• [Exercises]
(a) Quote the Sunday Show and Tell thread from "I have a separate" up to and including "a search on...".
(b) In the Sunday Show and Tell thread, what city is the A.G. Schladitz Albina bicycle from?

• [Selected passage]
# # # #

# Sunday's Show and Tell 9/25/22



## stezell (Sep 25, 2022)

Welcome to the first Sunday of Fall ya'll! Let's see what relics you've found from the past week. Whether it be bike related or not, pictures are a must! Hopefully all is well with @jd56 I thought I would take the initiative to start the weekly finds and hope all is well with my bicycle friends. 

Thank you, 
Sean


----------



## HARPO (Sep 25, 2022)

​A.G. Schladitz Albina, Dresden. Made in Germany. 1890's...1900's...? Please help me with some info.
I have a separate Post on this if you wish to see tons of photos. 😀








						A.G. Schladitz Albina, Dresden...1890's?...Just Got It | Antique Bicycles Pre-1933
					

Bought this one last night. Why? Because it looked like it was from the 1890's and I've never had a bike this old. Please enlighten me to any info on the bike, because there is precious little on the internet.  🤨 And apparently it will be, for now, the only one on The Cabe. I did a search on...




					thecabe.com


----------



## HEMI426 (Sep 25, 2022)

A couple pics from yesterday at the drags, I've raced many different cars in my life but I would never drive these. Nitro Harleys, jet powered trike and a twinn SBC powered motorcycle. NOPE NOT ME. I wish I could download the videos they are crazy.


----------



## New Mexico Brant (Sep 25, 2022)

stezell said:


> Welcome to the first Sunday of Fall ya'll! Let's see what relics you've found from the past week. Whether it be bike related or not, pictures are a must! Hopefully all is well with @jd56 I thought I would take the initiative to start the weekly finds and hope all is well with my bicycle friends.
> 
> Thank you,
> Sean



You forgot to say "Please include pictures as we do love pictures!"


----------



## stezell (Sep 25, 2022)

New Mexico Brant said:


> You forgot to say "Please include pictures as we do love pictures!"

# # # #

• [Information provided]

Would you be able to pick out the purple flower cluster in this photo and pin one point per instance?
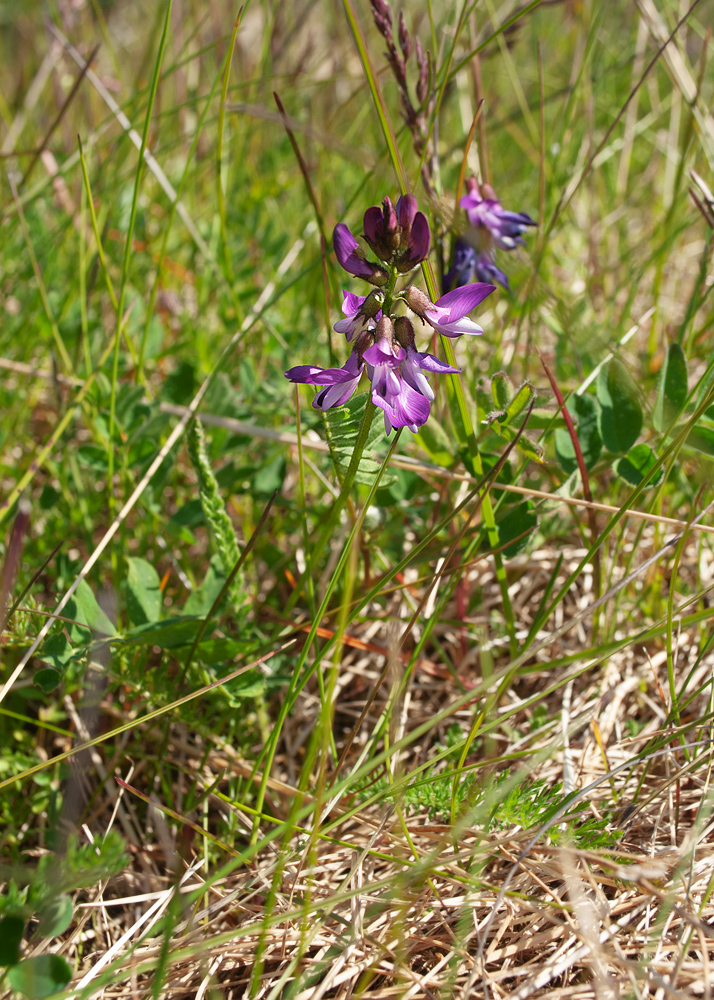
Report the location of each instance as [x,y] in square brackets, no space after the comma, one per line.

# # # #

• [Answers for the tasks]
(a)
I have a separate Post on this if you wish to see tons of photos. 😀








						A.G. Schladitz Albina, Dresden...1890's?...Just Got It | Antique Bicycles Pre-1933
					

Bought this one last night. Why? Because it looked like it was from the 1890's and I've never had a bike this old. Please enlighten me to any info on the bike, because there is precious little on the internet.  🤨 And apparently it will be, for now, the only one on The Cabe. I did a search on...

(b) Dresden, Germany.